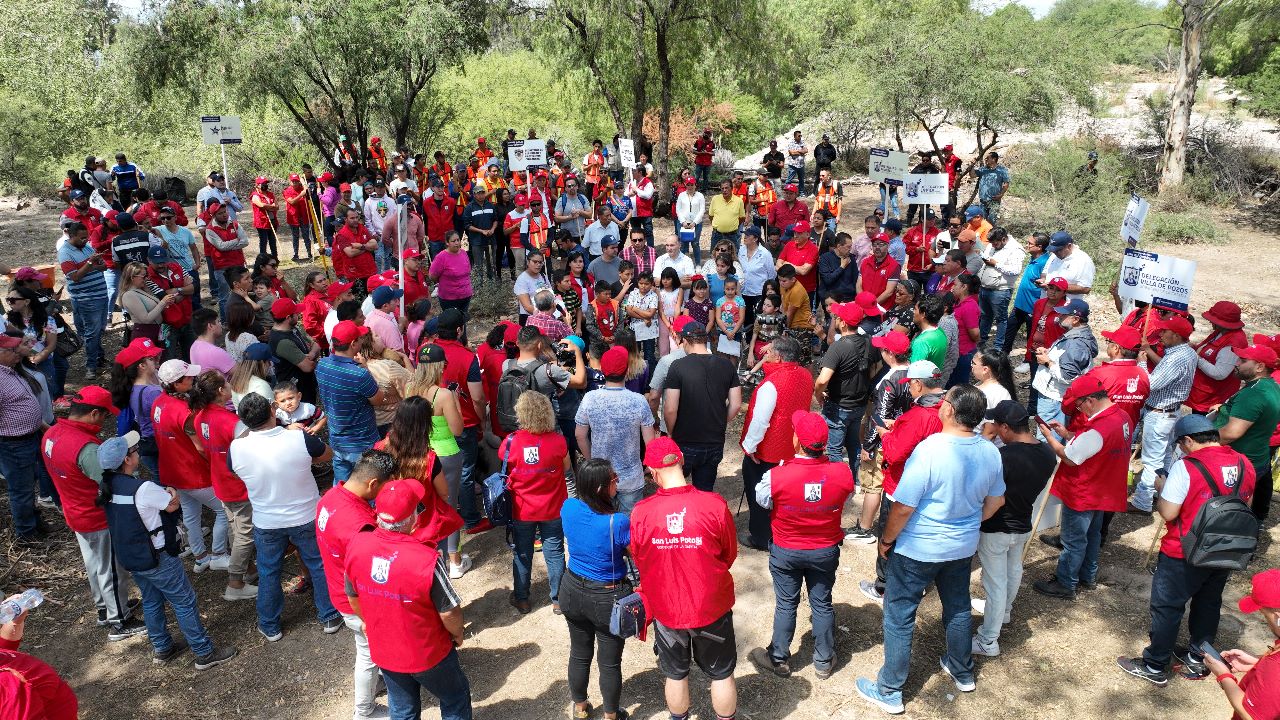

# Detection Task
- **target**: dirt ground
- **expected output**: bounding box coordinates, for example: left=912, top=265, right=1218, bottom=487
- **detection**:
left=0, top=186, right=1280, bottom=720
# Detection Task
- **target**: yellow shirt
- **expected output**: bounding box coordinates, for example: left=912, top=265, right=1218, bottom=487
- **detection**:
left=708, top=193, right=746, bottom=233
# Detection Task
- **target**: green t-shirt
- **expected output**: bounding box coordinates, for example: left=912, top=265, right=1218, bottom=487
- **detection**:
left=1213, top=378, right=1280, bottom=475
left=911, top=328, right=947, bottom=370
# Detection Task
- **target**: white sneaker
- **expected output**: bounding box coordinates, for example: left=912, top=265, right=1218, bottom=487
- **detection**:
left=449, top=555, right=471, bottom=580
left=223, top=583, right=257, bottom=602
left=967, top=635, right=1000, bottom=655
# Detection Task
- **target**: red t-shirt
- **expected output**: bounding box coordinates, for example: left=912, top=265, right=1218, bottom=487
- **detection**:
left=778, top=240, right=818, bottom=289
left=631, top=486, right=737, bottom=630
left=316, top=486, right=378, bottom=615
left=498, top=430, right=568, bottom=523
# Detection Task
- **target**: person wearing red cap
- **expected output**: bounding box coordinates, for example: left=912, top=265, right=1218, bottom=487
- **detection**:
left=1117, top=414, right=1256, bottom=687
left=631, top=437, right=737, bottom=720
left=1204, top=569, right=1280, bottom=720
left=343, top=478, right=471, bottom=720
left=40, top=384, right=146, bottom=641
left=750, top=409, right=854, bottom=680
left=1187, top=300, right=1249, bottom=414
left=855, top=384, right=1005, bottom=712
left=1208, top=345, right=1280, bottom=523
left=1033, top=375, right=1134, bottom=601
left=1129, top=315, right=1199, bottom=514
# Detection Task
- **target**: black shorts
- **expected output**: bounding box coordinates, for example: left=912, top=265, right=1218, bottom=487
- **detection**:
left=653, top=610, right=737, bottom=680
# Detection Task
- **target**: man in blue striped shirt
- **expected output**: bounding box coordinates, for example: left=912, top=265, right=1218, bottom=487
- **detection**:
left=316, top=320, right=399, bottom=484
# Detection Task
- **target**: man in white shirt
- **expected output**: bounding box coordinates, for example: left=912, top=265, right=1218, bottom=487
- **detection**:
left=653, top=230, right=698, bottom=288
left=978, top=228, right=1027, bottom=347
left=228, top=392, right=343, bottom=642
left=1036, top=231, right=1094, bottom=300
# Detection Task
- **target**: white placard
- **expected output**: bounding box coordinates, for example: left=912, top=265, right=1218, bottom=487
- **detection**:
left=1120, top=192, right=1151, bottom=247
left=867, top=147, right=911, bottom=185
left=618, top=137, right=636, bottom=170
left=507, top=140, right=547, bottom=170
left=200, top=115, right=242, bottom=145
left=1119, top=247, right=1196, bottom=311
left=902, top=173, right=948, bottom=205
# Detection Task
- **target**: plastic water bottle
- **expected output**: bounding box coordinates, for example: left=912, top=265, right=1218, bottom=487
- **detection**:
left=0, top=588, right=45, bottom=625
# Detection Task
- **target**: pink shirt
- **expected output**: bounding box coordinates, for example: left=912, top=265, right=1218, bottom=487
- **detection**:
left=426, top=251, right=471, bottom=300
left=191, top=340, right=236, bottom=375
left=365, top=309, right=404, bottom=352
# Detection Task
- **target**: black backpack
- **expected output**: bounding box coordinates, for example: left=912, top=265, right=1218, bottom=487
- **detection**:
left=1183, top=457, right=1258, bottom=570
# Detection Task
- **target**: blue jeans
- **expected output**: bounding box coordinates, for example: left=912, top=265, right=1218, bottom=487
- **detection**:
left=769, top=544, right=840, bottom=670
left=1142, top=552, right=1231, bottom=667
left=978, top=288, right=1014, bottom=347
left=822, top=400, right=867, bottom=478
left=678, top=442, right=724, bottom=492
left=876, top=552, right=973, bottom=700
left=333, top=450, right=364, bottom=486
left=383, top=650, right=471, bottom=720
left=72, top=296, right=110, bottom=370
left=511, top=518, right=564, bottom=602
left=454, top=425, right=480, bottom=528
left=0, top=433, right=44, bottom=538
left=132, top=551, right=214, bottom=657
left=1057, top=505, right=1102, bottom=589
left=253, top=521, right=339, bottom=635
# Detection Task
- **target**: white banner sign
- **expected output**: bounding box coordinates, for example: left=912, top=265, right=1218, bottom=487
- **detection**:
left=902, top=173, right=948, bottom=205
left=507, top=140, right=547, bottom=170
left=618, top=137, right=636, bottom=170
left=1120, top=192, right=1151, bottom=247
left=200, top=115, right=241, bottom=145
left=1119, top=247, right=1196, bottom=311
left=867, top=147, right=911, bottom=185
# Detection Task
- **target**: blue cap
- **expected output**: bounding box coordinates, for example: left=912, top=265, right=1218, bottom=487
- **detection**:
left=1053, top=297, right=1089, bottom=320
left=1174, top=413, right=1216, bottom=439
left=374, top=286, right=404, bottom=307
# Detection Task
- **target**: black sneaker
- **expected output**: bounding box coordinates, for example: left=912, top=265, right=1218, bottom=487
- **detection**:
left=1032, top=578, right=1075, bottom=600
left=1174, top=647, right=1208, bottom=680
left=151, top=638, right=187, bottom=665
left=106, top=609, right=147, bottom=642
left=196, top=647, right=236, bottom=670
left=1116, top=657, right=1169, bottom=688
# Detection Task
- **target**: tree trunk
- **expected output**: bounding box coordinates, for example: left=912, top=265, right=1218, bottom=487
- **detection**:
left=1160, top=0, right=1210, bottom=192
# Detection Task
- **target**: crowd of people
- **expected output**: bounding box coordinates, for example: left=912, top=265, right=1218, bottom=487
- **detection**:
left=0, top=131, right=1280, bottom=720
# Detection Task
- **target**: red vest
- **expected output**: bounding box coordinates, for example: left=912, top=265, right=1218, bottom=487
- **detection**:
left=1160, top=445, right=1256, bottom=559
left=346, top=528, right=453, bottom=673
left=40, top=420, right=106, bottom=533
left=769, top=457, right=854, bottom=550
left=1187, top=331, right=1249, bottom=413
left=1085, top=360, right=1151, bottom=428
left=205, top=222, right=244, bottom=270
left=740, top=363, right=813, bottom=462
left=151, top=392, right=212, bottom=489
left=196, top=405, right=248, bottom=502
left=1053, top=405, right=1133, bottom=512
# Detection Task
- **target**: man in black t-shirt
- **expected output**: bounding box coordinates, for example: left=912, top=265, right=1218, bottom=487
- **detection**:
left=663, top=323, right=742, bottom=492
left=973, top=400, right=1057, bottom=657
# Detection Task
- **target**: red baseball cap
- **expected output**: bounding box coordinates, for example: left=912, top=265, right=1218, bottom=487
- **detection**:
left=271, top=297, right=298, bottom=320
left=600, top=345, right=631, bottom=377
left=115, top=337, right=163, bottom=368
left=1102, top=325, right=1142, bottom=350
left=333, top=320, right=369, bottom=345
left=1235, top=345, right=1277, bottom=370
left=72, top=386, right=120, bottom=415
left=872, top=331, right=911, bottom=355
left=791, top=410, right=827, bottom=450
left=645, top=437, right=685, bottom=468
left=375, top=478, right=426, bottom=523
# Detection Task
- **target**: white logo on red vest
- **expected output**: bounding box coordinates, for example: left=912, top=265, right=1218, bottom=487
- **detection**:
left=369, top=556, right=392, bottom=585
left=667, top=507, right=689, bottom=536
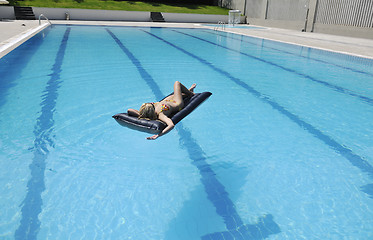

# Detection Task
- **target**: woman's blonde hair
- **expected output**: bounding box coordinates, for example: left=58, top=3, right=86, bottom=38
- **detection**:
left=139, top=103, right=158, bottom=120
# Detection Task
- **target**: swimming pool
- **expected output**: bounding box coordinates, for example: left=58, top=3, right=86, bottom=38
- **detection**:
left=0, top=25, right=373, bottom=240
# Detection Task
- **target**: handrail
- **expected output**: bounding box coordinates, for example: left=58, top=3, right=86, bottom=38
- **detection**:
left=214, top=21, right=225, bottom=31
left=39, top=14, right=52, bottom=25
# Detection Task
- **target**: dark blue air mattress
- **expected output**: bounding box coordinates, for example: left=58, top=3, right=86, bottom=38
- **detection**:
left=113, top=92, right=212, bottom=134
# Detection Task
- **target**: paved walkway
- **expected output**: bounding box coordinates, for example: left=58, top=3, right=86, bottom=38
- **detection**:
left=0, top=20, right=373, bottom=59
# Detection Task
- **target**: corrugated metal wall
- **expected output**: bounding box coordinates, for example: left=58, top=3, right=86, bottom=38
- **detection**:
left=246, top=0, right=267, bottom=18
left=267, top=0, right=309, bottom=21
left=315, top=0, right=373, bottom=28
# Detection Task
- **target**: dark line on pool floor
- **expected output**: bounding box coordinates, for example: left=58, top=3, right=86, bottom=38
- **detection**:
left=142, top=30, right=373, bottom=181
left=172, top=30, right=373, bottom=105
left=15, top=28, right=70, bottom=240
left=106, top=28, right=280, bottom=240
left=204, top=30, right=373, bottom=77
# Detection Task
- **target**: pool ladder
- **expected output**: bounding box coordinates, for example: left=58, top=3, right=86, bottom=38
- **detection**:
left=39, top=14, right=52, bottom=25
left=214, top=21, right=226, bottom=31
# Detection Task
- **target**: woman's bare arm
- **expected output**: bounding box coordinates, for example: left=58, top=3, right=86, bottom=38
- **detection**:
left=127, top=108, right=140, bottom=117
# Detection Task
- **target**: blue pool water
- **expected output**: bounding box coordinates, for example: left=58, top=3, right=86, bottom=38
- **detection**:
left=0, top=25, right=373, bottom=240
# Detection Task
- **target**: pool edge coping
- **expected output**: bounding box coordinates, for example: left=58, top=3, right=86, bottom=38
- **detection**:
left=0, top=23, right=50, bottom=59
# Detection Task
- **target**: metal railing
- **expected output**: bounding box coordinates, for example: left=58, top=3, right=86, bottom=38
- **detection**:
left=39, top=14, right=52, bottom=25
left=214, top=21, right=226, bottom=31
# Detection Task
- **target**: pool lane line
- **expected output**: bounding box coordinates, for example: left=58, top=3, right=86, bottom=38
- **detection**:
left=172, top=30, right=373, bottom=106
left=203, top=30, right=373, bottom=77
left=0, top=28, right=49, bottom=110
left=144, top=31, right=373, bottom=181
left=14, top=28, right=70, bottom=240
left=106, top=28, right=280, bottom=239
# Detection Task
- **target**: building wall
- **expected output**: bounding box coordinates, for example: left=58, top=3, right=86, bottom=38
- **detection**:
left=220, top=0, right=373, bottom=39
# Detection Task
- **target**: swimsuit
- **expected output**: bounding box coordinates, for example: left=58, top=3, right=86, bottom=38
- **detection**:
left=161, top=103, right=170, bottom=112
left=161, top=100, right=183, bottom=112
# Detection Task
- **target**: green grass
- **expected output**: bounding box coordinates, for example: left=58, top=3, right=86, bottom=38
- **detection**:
left=13, top=0, right=229, bottom=15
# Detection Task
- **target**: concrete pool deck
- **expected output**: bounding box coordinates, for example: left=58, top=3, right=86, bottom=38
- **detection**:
left=0, top=20, right=373, bottom=59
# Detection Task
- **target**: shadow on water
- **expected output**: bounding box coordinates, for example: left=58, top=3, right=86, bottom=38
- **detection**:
left=166, top=123, right=281, bottom=240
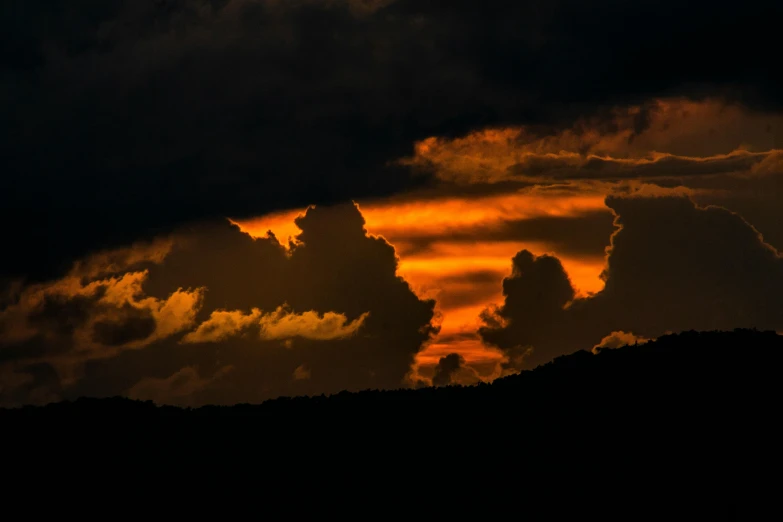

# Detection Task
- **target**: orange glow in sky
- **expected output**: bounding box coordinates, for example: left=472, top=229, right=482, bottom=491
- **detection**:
left=233, top=192, right=609, bottom=367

◆ ◆ ◆ ◆ ◆ ◆ ◆

== CHALLENGE ==
Copy the records from their beginning through the line containing "left=0, top=186, right=1280, bottom=720", and leave the pictures out of your copy.

== WORKED SOLUTION ==
# Detection Task
- **target**: dirt ground
- **expected output**: bounding box coordinates, for example: left=912, top=265, right=1218, bottom=487
- **detection**:
left=0, top=186, right=1280, bottom=720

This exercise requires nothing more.